## Quoted passage:
(begin)

A structured set of objections, weighed in public.

Desk editor's note, referee report, simulated authors' rebuttal, and a circularity audit. Tearing a paper down is the easy half of reading it; the pith above is the substance, this is the friction.

Desk Editor's Note private letter to a colleague

DRSA decouples features from relations via subspace projection and residuals to fix type collapse in heterogeneous GFMs, but the BCD optimization may still allow coupling that undermines the separation.

read the letter

The main point is that this paper introduces DRSA as a plug-and-play alignment step for multi-domain heterogeneous graphs. It splits the problem into a dual-relation subspace projection that handles cross-type interactions in a shared low-rank space, plus a decomposition of aligned features into a semantic projection and a structural residual that absorbs domain-specific variations. The claim is that this avoids the distortions from global methods like PCA or SVD, which mix everything and create type collapse or relation confusion. They optimize with block coordinate descent and report gains when plugged into existing GFMs for cross-domain and few-shot transfer on benchmarks, with code released for checking.

(end)

## Data:
(begin)

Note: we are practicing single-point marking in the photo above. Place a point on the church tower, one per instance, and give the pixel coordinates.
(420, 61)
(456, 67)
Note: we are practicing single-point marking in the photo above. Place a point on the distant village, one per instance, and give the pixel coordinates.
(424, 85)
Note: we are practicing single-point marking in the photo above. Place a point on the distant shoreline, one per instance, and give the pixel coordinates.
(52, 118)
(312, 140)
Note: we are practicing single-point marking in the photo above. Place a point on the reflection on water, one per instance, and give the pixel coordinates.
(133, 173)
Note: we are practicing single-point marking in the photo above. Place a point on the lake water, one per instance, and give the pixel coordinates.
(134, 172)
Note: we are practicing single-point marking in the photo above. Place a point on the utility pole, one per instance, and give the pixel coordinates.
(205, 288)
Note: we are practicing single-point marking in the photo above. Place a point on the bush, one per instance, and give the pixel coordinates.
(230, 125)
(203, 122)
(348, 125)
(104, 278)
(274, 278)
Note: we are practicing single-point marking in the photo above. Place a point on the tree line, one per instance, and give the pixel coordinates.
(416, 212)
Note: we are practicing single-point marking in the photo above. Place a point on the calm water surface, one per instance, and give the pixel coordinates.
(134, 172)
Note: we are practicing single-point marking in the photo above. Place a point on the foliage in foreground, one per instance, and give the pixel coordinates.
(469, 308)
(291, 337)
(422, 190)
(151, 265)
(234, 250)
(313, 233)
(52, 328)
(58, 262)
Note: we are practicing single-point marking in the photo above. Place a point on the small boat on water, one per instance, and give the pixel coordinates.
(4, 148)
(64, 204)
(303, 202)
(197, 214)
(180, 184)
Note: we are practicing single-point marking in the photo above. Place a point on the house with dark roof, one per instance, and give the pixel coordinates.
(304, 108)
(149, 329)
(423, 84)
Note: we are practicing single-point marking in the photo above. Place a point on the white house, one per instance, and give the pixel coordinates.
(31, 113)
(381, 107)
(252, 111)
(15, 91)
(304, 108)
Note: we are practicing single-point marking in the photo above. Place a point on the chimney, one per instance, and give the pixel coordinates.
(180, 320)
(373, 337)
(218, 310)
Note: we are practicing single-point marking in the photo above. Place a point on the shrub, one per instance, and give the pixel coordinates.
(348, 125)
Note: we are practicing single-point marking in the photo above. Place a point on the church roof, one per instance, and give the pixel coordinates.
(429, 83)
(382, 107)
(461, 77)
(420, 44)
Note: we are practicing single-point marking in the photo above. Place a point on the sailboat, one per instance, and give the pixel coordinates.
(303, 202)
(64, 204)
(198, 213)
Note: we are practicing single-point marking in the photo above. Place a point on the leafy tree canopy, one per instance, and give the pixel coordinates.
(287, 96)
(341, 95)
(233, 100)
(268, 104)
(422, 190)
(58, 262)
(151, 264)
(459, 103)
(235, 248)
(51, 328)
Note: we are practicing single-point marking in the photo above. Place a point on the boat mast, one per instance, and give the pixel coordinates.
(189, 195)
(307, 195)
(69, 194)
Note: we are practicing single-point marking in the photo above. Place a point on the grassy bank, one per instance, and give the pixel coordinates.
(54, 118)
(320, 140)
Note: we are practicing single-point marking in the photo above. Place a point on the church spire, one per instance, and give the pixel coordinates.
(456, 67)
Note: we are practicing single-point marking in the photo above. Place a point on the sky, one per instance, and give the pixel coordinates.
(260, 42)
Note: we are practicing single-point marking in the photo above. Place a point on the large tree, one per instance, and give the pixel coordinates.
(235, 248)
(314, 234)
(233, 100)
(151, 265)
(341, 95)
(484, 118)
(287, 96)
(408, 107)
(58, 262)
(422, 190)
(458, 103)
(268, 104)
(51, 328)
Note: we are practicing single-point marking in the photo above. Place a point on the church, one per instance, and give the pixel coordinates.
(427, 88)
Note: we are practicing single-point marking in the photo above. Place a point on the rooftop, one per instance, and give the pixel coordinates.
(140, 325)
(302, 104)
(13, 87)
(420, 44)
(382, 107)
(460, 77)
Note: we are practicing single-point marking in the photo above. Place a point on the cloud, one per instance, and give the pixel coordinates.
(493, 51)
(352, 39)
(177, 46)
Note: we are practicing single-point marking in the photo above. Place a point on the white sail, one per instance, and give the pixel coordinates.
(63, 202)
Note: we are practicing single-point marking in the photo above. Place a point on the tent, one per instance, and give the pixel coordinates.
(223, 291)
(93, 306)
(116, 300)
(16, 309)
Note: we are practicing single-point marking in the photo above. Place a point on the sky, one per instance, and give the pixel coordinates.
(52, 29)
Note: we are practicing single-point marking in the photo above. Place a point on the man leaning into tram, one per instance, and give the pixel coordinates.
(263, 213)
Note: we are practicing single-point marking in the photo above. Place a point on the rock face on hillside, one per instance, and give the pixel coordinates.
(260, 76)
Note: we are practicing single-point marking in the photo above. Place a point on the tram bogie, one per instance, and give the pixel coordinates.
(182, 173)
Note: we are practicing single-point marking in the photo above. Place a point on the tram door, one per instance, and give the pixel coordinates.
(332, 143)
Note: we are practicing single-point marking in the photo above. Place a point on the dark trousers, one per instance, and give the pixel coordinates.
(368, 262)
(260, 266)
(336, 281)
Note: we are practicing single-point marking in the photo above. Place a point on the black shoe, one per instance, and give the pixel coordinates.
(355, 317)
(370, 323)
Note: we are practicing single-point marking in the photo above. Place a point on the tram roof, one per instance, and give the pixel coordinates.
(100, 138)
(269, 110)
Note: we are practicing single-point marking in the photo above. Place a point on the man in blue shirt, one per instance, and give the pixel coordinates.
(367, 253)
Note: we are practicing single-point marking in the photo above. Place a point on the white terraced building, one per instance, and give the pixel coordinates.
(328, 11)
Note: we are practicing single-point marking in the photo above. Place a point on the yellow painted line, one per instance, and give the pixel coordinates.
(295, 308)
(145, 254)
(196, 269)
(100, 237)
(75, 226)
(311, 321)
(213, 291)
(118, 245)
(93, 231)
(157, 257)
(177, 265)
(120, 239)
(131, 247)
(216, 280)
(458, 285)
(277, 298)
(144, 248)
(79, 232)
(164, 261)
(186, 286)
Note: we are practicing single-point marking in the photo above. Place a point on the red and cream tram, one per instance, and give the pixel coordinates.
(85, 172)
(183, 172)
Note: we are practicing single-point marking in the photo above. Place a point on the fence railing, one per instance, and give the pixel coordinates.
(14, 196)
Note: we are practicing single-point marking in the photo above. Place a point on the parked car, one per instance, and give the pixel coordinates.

(end)
(begin)

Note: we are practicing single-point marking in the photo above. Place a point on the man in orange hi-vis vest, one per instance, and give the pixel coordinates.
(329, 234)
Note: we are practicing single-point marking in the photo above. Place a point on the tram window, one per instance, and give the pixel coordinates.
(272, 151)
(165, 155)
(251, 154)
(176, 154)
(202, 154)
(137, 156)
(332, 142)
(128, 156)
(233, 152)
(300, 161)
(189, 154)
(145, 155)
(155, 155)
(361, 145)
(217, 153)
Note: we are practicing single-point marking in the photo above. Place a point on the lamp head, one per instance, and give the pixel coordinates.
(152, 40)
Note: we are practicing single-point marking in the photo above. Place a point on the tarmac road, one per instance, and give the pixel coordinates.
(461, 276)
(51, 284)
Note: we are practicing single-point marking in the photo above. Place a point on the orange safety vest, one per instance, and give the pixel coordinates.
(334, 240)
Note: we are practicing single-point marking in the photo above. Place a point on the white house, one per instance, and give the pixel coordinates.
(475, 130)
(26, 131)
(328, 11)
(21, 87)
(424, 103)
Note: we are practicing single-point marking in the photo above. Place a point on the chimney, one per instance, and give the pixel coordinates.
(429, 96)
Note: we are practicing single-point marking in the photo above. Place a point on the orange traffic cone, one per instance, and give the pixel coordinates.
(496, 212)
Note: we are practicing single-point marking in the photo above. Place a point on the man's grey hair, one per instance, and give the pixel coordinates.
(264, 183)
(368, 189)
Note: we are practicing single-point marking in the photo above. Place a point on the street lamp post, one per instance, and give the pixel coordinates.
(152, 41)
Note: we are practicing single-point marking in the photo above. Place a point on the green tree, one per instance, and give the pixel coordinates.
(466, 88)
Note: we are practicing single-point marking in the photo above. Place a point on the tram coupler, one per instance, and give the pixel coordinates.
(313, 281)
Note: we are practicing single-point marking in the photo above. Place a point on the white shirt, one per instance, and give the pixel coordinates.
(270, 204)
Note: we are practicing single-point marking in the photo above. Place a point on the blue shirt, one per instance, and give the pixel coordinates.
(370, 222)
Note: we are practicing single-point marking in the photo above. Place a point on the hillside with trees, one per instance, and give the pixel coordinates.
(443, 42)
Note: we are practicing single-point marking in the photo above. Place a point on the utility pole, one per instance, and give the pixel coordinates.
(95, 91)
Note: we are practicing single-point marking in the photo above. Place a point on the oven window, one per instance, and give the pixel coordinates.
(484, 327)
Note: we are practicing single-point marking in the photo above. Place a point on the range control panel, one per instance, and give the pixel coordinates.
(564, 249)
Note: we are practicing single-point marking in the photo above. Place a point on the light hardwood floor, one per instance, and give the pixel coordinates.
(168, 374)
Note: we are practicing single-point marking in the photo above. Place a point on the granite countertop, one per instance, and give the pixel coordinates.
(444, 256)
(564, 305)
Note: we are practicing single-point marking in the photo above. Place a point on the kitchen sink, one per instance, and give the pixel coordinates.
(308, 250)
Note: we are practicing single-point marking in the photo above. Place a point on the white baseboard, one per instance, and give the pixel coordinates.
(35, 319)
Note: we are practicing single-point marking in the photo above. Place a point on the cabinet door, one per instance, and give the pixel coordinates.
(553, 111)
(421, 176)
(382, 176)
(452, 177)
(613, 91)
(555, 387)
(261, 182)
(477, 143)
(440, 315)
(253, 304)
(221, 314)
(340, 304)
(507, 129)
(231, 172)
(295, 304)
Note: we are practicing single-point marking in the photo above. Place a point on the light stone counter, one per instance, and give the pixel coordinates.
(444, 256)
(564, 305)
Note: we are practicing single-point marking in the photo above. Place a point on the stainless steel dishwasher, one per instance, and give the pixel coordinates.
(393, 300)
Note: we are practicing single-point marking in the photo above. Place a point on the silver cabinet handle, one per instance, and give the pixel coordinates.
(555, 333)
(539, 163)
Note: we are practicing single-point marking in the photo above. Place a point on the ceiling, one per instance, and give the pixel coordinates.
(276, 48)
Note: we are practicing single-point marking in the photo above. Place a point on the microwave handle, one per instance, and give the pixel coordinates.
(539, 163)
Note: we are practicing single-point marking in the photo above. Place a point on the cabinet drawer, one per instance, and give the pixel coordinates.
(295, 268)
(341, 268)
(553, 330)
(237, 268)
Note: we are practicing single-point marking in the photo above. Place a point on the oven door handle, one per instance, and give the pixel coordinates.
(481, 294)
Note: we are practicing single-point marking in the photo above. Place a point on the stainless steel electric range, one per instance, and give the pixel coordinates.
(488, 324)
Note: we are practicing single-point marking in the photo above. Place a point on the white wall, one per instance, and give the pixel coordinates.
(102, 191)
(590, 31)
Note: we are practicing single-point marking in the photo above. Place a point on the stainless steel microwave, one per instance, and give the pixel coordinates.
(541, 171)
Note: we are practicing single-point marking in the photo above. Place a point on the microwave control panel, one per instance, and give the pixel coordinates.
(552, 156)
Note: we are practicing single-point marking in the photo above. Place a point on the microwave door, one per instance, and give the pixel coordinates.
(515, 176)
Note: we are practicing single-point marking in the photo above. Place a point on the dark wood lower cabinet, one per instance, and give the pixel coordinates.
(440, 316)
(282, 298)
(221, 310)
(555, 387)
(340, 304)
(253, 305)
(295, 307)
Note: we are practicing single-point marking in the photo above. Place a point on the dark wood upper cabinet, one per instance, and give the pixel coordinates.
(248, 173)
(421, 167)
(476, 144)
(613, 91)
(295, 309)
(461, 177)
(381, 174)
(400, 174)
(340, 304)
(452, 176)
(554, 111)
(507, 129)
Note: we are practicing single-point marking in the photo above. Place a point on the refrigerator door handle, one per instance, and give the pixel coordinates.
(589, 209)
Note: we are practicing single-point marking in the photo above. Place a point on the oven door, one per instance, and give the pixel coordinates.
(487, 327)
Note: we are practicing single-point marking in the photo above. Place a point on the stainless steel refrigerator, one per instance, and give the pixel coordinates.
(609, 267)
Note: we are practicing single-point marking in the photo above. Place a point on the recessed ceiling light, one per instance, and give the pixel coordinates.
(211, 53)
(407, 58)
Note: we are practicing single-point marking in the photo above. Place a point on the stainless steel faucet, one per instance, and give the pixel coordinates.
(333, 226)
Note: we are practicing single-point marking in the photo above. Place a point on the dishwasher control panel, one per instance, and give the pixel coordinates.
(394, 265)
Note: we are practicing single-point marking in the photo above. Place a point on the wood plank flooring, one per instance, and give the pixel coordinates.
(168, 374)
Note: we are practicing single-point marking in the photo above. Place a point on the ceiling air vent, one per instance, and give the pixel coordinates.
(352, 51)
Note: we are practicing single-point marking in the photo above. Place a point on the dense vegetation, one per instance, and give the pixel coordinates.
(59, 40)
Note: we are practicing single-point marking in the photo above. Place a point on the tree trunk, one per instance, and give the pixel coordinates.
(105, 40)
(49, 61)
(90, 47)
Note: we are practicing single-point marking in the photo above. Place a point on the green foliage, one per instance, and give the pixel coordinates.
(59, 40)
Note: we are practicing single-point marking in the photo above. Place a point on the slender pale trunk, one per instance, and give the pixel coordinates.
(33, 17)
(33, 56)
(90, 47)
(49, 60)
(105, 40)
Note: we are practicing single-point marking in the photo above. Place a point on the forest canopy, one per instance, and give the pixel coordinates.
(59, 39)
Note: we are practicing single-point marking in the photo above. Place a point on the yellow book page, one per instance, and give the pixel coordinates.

(end)
(begin)

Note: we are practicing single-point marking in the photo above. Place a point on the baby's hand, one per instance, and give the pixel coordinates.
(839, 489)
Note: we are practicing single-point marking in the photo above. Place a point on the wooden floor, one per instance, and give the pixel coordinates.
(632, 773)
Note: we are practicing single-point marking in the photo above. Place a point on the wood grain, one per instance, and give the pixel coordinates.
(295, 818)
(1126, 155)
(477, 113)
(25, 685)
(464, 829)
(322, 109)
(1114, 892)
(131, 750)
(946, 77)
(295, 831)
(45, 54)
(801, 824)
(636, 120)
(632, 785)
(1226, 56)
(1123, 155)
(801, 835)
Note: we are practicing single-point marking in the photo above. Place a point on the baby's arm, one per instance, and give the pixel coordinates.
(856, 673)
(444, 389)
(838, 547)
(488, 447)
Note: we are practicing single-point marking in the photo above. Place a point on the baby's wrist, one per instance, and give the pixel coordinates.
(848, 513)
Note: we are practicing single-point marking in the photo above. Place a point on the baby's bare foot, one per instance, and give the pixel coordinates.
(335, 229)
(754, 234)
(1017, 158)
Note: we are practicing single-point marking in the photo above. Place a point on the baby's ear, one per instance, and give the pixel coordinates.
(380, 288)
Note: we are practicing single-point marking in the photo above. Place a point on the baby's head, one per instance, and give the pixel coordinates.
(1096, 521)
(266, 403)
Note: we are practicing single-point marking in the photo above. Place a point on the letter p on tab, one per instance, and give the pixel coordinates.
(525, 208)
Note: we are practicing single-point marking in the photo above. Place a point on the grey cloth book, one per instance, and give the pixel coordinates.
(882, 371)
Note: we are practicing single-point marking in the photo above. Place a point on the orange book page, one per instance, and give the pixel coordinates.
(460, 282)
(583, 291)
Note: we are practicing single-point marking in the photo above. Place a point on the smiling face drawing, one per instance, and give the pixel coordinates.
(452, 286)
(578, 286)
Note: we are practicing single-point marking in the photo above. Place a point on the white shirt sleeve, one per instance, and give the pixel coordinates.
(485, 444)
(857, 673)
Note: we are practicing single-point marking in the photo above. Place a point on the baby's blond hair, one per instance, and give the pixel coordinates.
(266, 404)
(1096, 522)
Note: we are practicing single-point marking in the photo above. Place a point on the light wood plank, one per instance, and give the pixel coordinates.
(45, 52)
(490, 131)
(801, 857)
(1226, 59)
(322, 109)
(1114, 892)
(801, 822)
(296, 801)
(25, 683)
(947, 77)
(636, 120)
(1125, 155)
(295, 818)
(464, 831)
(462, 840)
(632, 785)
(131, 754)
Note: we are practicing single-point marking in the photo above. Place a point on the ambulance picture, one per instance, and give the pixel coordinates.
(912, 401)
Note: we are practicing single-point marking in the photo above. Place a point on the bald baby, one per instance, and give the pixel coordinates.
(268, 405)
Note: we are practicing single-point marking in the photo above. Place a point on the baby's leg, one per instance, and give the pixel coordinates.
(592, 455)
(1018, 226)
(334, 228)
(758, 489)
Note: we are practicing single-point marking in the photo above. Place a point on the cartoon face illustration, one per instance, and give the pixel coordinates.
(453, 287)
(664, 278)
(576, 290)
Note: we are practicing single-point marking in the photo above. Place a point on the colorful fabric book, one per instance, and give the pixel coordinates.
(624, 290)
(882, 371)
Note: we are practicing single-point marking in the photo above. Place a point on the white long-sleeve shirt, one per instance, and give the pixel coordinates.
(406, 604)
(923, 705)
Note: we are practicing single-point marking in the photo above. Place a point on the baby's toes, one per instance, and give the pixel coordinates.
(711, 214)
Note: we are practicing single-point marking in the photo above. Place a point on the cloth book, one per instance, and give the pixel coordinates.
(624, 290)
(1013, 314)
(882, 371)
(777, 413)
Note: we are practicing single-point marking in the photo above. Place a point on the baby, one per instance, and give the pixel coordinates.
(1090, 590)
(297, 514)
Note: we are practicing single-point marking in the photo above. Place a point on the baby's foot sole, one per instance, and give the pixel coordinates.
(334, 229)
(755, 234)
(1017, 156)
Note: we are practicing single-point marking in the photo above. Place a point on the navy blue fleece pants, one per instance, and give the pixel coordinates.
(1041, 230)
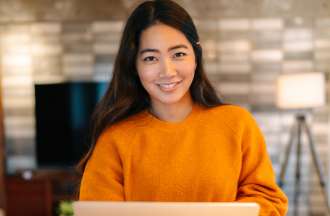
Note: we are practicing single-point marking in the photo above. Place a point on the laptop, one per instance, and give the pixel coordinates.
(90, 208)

(end)

## Required work:
1. In the text on DRSA, which optimization method do the authors use?
2. From the text on DRSA, print the part that opens with the words containing "Desk editor's note, referee" and closes with "undermines the separation.".

## Answers provided:
1. Block coordinate descent.

2.
Desk editor's note, referee report, simulated authors' rebuttal, and a circularity audit. Tearing a paper down is the easy half of reading it; the pith above is the substance, this is the friction.

Desk Editor's Note private letter to a colleague

DRSA decouples features from relations via subspace projection and residuals to fix type collapse in heterogeneous GFMs, but the BCD optimization may still allow coupling that undermines the separation.